## Given request
Return the data below word for word, line by line, but leave out the pictures.

Labeled-object pointing data:
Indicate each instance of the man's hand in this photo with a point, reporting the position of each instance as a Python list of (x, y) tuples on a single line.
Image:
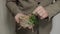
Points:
[(40, 11), (17, 18)]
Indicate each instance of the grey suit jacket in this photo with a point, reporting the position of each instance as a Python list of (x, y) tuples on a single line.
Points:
[(27, 6)]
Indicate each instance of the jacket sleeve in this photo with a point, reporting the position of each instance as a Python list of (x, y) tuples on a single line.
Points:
[(11, 4), (53, 9)]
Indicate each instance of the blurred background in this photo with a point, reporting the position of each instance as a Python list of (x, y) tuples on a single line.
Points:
[(7, 25)]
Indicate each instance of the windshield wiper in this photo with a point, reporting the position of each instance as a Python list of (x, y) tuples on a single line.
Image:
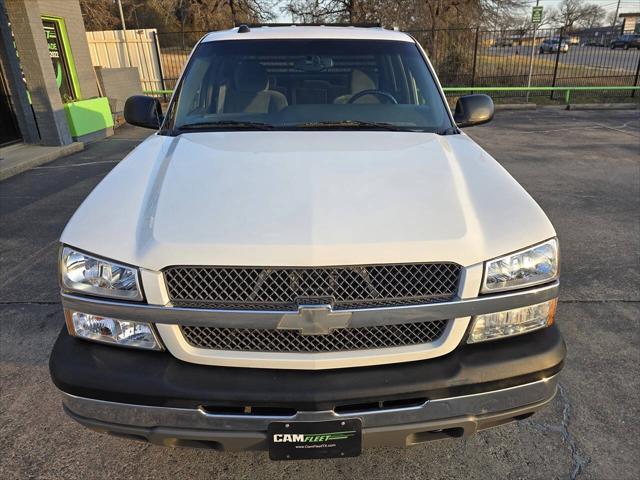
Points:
[(351, 124), (222, 124)]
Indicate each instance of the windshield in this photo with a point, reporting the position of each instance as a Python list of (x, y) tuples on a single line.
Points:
[(296, 84)]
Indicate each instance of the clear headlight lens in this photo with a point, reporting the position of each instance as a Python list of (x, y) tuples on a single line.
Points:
[(492, 326), (527, 267), (125, 333), (87, 274)]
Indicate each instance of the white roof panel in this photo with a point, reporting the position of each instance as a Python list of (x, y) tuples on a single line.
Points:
[(320, 32)]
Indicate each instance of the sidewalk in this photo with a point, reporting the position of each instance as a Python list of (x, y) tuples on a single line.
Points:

## Exercise output
Indicate each instance of the man's hand in this photo with a point, reporting the position of each instance as a Python list of (x, y) tuples on a single line.
Image:
Points:
[(40, 11), (17, 18)]
Indicate each instance of the grey suit jacket in this photo with a point, reporting the position of each instance as a Python list of (x, y) tuples on a single line.
Points:
[(27, 6)]
Indicate each instance of the jacket sleeve in this photo with a point, reporting the position of each instance as a Python list of (x, y) tuples on a single line.
Points:
[(11, 4), (53, 9)]
Indicate each instance of the blurred background in this photo with a point, reporting the position of each instance as a Python list of (x, y) tuples on a single line.
Points:
[(7, 25)]
Indicate each instance of the windshield wiper in this photo with a point, reporting the position of each instance as a Python list of (x, y) tuples on a single line.
Image:
Points:
[(351, 124), (222, 124)]
Indicate each instance of the windshield in this photo with a point, reporting the position of each instance as a Python list of (x, y) tuples on a single line.
Points:
[(296, 84)]
Indicate each instance of the clear headlight lens in this photo with a point, reporting the position of each instance as a Python list of (x, y) tuples on a single line.
Points:
[(492, 326), (527, 267), (125, 333), (87, 274)]
Indicate each instance of the white roof panel in this photo with a point, reporting the position of each instance as a Python list of (x, y) tuples on a single line.
Points:
[(320, 32)]
Indicate each instance of the sidewalk in this photo with a point, reporting the position of each instance as a Python list of (x, y) tuples on a single line.
Points:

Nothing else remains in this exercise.